** What is needed **
Collect every line in the records below that contains the string "paper", and copy each one out. Case counts.

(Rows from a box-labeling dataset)
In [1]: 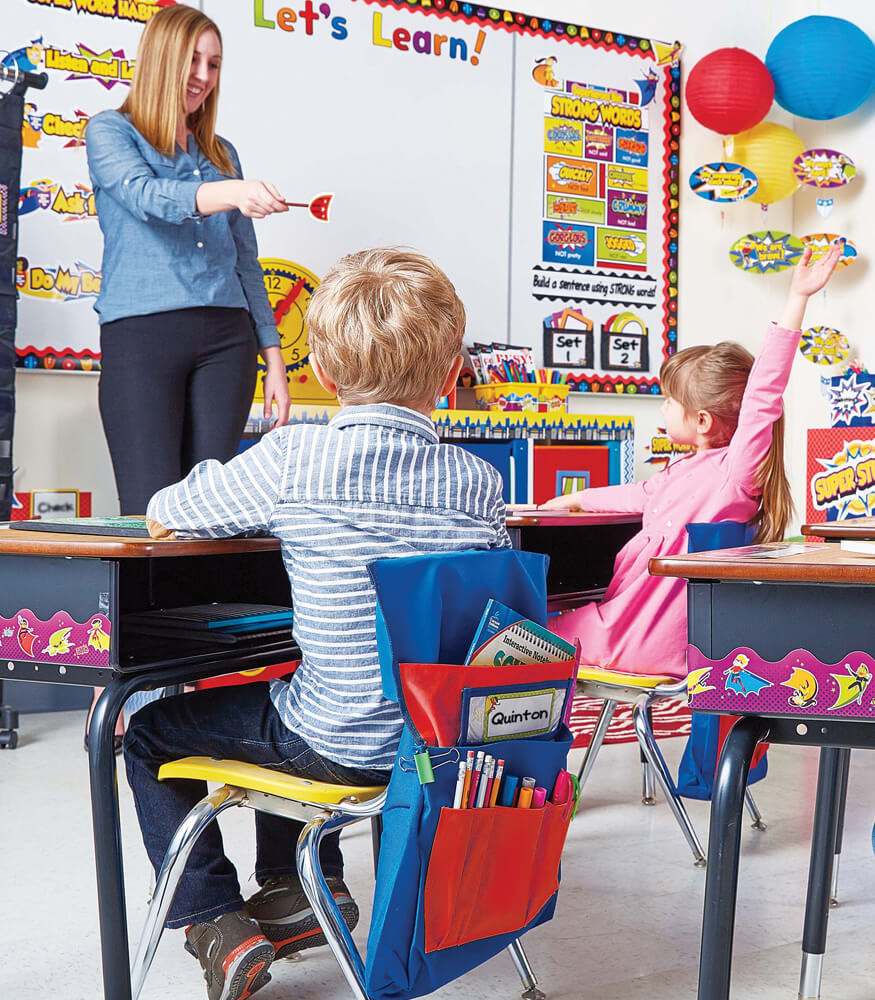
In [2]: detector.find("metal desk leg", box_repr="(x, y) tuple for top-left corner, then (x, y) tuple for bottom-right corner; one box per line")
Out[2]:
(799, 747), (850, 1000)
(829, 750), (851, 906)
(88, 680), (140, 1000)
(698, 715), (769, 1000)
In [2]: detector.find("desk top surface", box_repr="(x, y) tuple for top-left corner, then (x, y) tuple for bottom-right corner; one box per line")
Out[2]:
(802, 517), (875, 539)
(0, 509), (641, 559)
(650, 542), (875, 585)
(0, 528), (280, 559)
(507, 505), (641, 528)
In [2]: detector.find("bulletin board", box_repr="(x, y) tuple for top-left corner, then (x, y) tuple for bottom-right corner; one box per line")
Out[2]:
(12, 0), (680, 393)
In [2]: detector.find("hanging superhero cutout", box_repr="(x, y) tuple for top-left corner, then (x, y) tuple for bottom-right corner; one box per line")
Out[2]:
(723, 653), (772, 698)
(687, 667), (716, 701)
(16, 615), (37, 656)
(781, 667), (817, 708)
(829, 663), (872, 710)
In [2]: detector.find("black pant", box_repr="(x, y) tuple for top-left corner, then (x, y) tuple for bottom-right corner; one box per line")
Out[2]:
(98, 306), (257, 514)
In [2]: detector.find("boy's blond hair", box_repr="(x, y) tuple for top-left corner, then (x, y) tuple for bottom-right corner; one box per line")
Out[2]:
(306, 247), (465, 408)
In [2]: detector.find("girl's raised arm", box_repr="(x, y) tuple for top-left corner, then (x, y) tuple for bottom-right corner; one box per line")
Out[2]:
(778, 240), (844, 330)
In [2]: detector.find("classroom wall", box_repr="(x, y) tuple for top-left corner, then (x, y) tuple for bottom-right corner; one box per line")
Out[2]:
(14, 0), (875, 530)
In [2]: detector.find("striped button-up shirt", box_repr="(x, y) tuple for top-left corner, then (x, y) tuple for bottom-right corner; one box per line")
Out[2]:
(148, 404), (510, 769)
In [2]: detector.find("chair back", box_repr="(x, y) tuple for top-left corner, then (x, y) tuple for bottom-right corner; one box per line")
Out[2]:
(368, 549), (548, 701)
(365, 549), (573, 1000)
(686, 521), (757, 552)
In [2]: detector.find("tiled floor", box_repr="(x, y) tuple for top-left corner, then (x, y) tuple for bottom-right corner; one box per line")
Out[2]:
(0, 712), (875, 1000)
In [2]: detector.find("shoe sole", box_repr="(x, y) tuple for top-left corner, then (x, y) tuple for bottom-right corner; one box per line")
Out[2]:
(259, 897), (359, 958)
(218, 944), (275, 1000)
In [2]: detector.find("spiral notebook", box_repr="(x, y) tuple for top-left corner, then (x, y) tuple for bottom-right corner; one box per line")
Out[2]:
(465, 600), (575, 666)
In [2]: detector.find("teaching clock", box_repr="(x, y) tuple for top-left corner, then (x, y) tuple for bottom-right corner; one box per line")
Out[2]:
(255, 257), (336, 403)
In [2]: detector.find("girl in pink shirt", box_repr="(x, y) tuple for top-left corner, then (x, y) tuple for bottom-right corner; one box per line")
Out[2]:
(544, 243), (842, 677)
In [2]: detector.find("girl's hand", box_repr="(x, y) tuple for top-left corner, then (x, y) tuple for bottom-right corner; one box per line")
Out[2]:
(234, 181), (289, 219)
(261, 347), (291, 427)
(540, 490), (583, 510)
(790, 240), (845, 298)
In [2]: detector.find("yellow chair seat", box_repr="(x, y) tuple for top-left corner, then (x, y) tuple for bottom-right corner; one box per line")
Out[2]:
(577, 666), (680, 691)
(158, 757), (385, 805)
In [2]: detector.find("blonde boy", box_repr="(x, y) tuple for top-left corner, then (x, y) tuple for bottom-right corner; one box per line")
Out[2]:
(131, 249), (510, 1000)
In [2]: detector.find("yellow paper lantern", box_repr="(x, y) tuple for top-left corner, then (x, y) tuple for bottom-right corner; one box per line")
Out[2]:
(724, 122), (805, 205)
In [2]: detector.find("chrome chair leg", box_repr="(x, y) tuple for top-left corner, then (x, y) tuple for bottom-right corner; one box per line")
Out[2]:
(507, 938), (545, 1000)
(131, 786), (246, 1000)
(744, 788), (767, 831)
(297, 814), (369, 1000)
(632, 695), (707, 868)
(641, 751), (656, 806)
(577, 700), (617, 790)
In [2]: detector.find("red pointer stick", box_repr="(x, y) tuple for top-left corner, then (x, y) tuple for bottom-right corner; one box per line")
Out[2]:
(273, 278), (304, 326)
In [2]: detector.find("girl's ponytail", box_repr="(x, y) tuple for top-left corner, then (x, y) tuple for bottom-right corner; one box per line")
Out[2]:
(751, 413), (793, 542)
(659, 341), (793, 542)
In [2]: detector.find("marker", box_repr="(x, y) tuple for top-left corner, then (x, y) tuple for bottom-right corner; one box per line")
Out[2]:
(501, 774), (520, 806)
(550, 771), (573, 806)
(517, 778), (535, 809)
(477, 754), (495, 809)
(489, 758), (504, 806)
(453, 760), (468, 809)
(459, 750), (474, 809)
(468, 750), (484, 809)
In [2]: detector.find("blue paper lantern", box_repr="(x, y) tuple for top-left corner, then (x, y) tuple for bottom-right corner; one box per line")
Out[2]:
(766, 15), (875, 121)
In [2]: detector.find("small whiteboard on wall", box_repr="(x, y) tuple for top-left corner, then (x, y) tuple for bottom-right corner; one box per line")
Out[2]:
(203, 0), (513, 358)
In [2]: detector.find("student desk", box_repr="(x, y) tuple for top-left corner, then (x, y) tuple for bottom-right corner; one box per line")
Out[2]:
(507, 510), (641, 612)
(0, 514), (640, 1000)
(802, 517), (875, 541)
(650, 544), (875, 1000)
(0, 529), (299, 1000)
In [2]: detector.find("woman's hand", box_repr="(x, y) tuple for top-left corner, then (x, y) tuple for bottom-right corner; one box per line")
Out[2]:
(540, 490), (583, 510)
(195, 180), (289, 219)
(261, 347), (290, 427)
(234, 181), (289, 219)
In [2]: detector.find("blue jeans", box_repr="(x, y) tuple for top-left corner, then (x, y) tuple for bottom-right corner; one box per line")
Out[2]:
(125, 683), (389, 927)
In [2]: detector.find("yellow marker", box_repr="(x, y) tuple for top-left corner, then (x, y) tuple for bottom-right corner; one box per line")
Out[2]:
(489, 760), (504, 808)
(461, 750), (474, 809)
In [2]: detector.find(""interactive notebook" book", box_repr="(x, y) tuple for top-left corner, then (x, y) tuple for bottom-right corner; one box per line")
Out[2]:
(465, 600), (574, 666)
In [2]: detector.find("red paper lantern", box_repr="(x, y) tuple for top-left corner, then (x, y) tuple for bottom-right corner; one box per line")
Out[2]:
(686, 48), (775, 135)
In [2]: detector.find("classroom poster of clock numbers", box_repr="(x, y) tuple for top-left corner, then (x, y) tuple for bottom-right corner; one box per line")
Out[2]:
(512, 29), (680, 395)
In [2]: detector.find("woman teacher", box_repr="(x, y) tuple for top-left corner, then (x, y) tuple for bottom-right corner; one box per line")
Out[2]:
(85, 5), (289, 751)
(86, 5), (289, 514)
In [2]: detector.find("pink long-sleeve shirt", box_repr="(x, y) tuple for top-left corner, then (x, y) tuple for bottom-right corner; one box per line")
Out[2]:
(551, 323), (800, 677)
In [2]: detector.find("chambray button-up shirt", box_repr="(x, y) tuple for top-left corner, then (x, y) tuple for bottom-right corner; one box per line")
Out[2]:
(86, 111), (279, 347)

** Reply **
In [2]: detector.find("yellow paper lantern", box_repr="(x, y) tuple for top-left corner, then (x, y) tuple for bottom-right corner; one box per line")
In [2]: detector.find("blue paper lantern", box_repr="(x, y) tuple for top-left corner, then (x, y) tuple for bottom-right corner; one box per line")
In [2]: detector.find("red paper lantern", box_repr="(x, y) tuple for top-left corner, then (x, y) tuple for bottom-right corner; one box per line")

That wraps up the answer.